Another example is from my own business, Actix. It took 15 years to build the company to a $100m+ exit. Around 350 people were employed at some point in the journey and, of those, around 250 were with the business at exit. These 250 shared in the exit proceeds – the other 100 didn’t. I think that was right and fair. People knew all along what the terms of the options were and I had absolutely no dissent from anyone about them. Other businesses in the industry had much higher staff turnover and I suspect this was partly because of the non-vesting option scheme. But it was also because we were a great team that stuck together and worked hard for the end goal – I’d like to think a lot of people would have done that whether they had options or not – but it was also great to get the payback!

Compensation and Recycling Options

I think options can help to make up for lower salaries in startups – but only if they don’t vest. Options can be an incentive to lure talent to a startup and keep salaries in the company in check – which gives the company more runway and a better chance of success. But if the options vest then the incentive to keep a check on salaries is gone. This actually creates unfairness because some people doing a particular job might have fully-vested options while others don’t – so the ones with fully-vested options will probably expect, and get, higher salaries – again, is that fair?

Options are just one of the many elements of employee compensation – others being: salary, working conditions, startup culture, doing something exciting, being part of a great team, cash bonuses and other perks, etc. It doesn’t make sense to try to use options for something they aren’t fit for.

Options which are recovered from departing employees result in un-dilution (concentration I guess?) and this benefits everyone in the business who stays with the team. They can also be used to hire even stronger replacements (assuming the business is progressing) for the exact people who are leaving – resulting in the business having more chance of success – rather than simply being wounded by the loss of the early employee.

On Fairness

I also dispute the assertion that vesting is “fair” and businesses who don’t have a vesting schedule for their options are being “unfair” to their employees. Fairness is not an absolute – it is a judgement – and it is always easier to assess in hindsight.

For instance: is it fairer that a guy who worked for a company for 4 years but left 10 years ago was given options in the early days when grants were larger and has more of a share in an exit than the guy who replaced him and has been with the business for the last 8 years when all the real value creation happened? And what would your opinion on this be if the “4 year guy” had been working for a direct competitor for the last 5 years?

Fairness is really about whether a company did what it said it would do. If you say from the outset that options are non-vesting then there is no unfairness in taking them away when people leave the business. And if the company decides to allow an employee to keep part or all of their options when they leave then you can do it with the benefit of hindsight. If the same people are running the company at that point then they will do the right thing – whatever that is.

Edge Cases

Another question I am asked is: “So what if an employee is forced to leave, against their will, by some event or health issue?”

The answer is, as mentioned earlier, that the company can always use its discretion to modify the terms as it desires.

For instance: If a loyal employee is too sick to continue working then the company can decide to vest all their options immediately – and then either allow them to exercise the options and retain a stake or buy them back at some agreed rate which might benefit the sick employee more.

Or: if the company decides that an employee leaving because her/his partner has been offered a great job in another town or country is a reasonable case for using these powers then it can allow them to retain some or all options (they would probably have to convert them to shares in most countries).

Written problem - According to the passage on employee stock options, roughly how many people were with Actix at the time of its exit?

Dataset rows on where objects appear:
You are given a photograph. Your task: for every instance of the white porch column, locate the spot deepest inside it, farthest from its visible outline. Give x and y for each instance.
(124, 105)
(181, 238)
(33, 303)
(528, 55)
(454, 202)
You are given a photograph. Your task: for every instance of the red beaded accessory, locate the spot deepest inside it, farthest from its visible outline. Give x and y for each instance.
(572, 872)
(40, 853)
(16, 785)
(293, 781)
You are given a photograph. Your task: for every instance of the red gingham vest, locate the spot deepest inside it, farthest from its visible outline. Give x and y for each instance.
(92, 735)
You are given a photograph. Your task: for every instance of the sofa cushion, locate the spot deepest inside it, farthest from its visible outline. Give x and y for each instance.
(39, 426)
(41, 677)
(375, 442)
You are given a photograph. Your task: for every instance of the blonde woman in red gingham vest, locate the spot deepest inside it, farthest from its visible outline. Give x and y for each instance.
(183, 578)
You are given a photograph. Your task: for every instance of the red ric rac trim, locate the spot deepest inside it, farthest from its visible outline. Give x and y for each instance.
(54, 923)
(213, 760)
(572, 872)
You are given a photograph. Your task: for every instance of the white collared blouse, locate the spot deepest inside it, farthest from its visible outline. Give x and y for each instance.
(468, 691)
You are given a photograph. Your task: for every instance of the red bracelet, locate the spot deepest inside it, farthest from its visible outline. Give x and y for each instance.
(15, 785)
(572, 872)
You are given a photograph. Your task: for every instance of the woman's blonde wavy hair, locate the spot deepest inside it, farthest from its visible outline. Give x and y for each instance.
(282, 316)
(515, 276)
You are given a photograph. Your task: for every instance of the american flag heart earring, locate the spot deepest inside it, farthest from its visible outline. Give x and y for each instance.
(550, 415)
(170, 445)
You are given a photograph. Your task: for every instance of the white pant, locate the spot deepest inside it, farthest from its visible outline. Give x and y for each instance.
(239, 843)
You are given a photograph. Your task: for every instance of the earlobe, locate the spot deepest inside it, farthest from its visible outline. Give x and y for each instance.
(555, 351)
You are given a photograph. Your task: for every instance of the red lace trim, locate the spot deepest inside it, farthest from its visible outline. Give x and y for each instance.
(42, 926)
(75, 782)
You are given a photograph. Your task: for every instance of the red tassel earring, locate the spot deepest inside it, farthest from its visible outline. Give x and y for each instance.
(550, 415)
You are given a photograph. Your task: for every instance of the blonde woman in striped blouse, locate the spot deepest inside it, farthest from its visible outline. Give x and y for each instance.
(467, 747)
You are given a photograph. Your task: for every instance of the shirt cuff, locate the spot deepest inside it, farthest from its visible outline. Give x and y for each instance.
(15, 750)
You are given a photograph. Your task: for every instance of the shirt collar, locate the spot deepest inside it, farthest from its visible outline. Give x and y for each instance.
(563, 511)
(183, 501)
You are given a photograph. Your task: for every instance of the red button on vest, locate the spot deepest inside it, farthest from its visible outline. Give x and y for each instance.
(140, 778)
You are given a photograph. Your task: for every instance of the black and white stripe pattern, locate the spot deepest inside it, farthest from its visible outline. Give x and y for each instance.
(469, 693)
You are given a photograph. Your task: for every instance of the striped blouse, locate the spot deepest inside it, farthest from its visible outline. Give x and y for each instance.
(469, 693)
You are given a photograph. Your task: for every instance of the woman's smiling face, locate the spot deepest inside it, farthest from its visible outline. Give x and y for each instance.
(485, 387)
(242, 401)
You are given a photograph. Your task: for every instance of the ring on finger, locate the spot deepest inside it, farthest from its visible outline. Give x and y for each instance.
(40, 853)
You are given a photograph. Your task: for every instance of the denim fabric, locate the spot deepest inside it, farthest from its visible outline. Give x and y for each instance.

Answer to this problem - Around 250 people.